* _Instruções do exercício_: Reproduza palavra por palavra a parte do trecho sobre marcas internacionais, começando em "A última - seu" e seguindo até "do artigo 10-bis.".

* _Trecho_:
- - - - -

Em suma: permanece exacto que no âmbito da Convenção de Paris, a recusa de protecção a uma marca internacional não pode basear-se directa e exclusivamente nos factores previstos para as marcas nacionais, atendíveis somente enquanto contidos nas restrições previstas no artigo 6 - quinquies - B) dessa Convenção (22).

Uma das hipóteses que esta prevê é, consoante n. 2 desse preceito, a de a marca internacional ser desprovida "de qualquer carácter distintivo", isto é, segundo Acórdão deste Tribunal de 5 de Fevereiro de 1991, "na ausência total de qualquer sinal que a especialize" (23).

Não será esse, há que convir, o caso ocorrente. No entanto:

9. A primeira das restrições constantes do predito artigo 6 - quinquies - B) é, conforme seu n. 1, a de a marca registanda ser susceptível de "implicar lesão de direitos adquiridos por terceiros no país em que a protecção é requerida".

A última - seu n. 3 - é a contrariedade à moral ou ordem pública. Prevê-se aí, especialmente, a hipótese de marcas susceptíveis de enganar o público; e ressalva-se, a final, a aplicação do artigo 10-bis.

O artigo 10-bis, n. 3, da mesma Convenção institui, por sua vez, a obrigação dos países da União de assegurar aos nacionais de todos os países da mesma protecção efectiva contra a concorrência desleal, que, consoante seu n. 2, qualquer acto de concorrência contrário aos usos honestos em matéria industrial ou comercial constitui. Isto posto:

10. A marca serve para identificar os produtos ou serviços propostos ao mercado, distinguindo-os dos congéneres; e é através, desde logo, dessa função identificadora e distintiva que, do mesmo passo que se protege o público consumidor de eventual confusão, se favorece a empresa no jogo da concorrência, garantindo ao titular o seu direito a que o público não seja confundido (24).

- - - - -

* _Material extraído_:

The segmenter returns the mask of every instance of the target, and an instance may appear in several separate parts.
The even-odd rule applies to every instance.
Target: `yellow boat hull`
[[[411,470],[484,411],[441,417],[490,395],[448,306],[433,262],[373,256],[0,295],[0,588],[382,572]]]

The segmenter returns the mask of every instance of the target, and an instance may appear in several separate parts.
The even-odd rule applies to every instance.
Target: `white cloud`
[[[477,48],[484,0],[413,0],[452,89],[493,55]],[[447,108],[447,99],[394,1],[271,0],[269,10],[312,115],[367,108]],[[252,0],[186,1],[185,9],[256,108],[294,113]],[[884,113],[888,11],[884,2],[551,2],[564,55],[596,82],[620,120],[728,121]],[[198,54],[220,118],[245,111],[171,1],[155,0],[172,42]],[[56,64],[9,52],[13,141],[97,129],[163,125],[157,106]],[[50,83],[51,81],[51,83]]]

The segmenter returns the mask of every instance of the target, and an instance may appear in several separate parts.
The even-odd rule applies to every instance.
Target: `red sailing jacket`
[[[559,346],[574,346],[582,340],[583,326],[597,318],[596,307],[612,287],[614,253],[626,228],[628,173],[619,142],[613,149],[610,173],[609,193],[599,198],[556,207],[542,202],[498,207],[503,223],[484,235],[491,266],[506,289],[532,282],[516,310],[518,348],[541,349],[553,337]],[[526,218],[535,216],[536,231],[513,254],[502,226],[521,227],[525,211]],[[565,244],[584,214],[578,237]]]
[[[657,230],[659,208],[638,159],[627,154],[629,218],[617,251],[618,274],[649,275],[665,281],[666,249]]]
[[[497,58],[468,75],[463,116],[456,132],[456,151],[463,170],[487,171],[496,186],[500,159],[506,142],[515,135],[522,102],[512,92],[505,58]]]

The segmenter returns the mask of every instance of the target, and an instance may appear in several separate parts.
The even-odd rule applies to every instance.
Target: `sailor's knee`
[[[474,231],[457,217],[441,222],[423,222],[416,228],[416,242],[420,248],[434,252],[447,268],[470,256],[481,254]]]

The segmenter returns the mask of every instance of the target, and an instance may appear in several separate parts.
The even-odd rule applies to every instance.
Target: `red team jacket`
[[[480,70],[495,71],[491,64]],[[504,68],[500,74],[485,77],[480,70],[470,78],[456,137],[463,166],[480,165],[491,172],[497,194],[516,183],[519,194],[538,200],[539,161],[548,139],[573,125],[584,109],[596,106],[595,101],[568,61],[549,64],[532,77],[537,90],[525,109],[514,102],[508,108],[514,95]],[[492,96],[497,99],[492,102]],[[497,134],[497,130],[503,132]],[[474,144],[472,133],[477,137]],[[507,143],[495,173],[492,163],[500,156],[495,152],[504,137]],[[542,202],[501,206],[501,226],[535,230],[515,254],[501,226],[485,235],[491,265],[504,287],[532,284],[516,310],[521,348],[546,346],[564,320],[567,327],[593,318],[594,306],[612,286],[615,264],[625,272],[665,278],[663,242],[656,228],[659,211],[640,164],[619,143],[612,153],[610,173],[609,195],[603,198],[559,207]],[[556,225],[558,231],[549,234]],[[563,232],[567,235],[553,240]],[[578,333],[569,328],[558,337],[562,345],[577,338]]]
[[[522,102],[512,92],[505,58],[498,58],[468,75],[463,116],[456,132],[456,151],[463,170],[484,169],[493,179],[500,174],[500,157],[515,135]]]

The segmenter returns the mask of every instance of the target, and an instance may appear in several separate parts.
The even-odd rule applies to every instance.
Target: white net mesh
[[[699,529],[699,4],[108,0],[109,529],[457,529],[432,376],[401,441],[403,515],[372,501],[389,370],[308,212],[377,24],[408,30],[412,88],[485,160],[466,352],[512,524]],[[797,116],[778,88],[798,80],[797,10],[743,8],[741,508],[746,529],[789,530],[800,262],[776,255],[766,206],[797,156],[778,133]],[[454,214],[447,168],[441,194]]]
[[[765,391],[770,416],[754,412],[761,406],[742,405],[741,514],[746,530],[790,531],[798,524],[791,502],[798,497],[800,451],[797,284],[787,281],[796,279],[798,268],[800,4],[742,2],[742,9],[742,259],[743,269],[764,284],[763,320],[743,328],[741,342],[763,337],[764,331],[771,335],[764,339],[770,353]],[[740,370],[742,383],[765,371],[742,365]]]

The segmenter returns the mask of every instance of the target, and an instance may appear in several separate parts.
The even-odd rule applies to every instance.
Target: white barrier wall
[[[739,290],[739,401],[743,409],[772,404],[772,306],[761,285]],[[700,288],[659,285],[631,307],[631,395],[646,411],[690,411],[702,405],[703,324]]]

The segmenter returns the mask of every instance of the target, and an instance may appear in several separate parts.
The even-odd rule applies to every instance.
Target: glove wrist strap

- - - - -

* _Resultado_:
A última - seu n. 3 - é a contrariedade à moral ou ordem pública. Prevê-se aí, especialmente, a hipótese de marcas susceptíveis de enganar o público; e ressalva-se, a final, a aplicação do artigo 10-bis.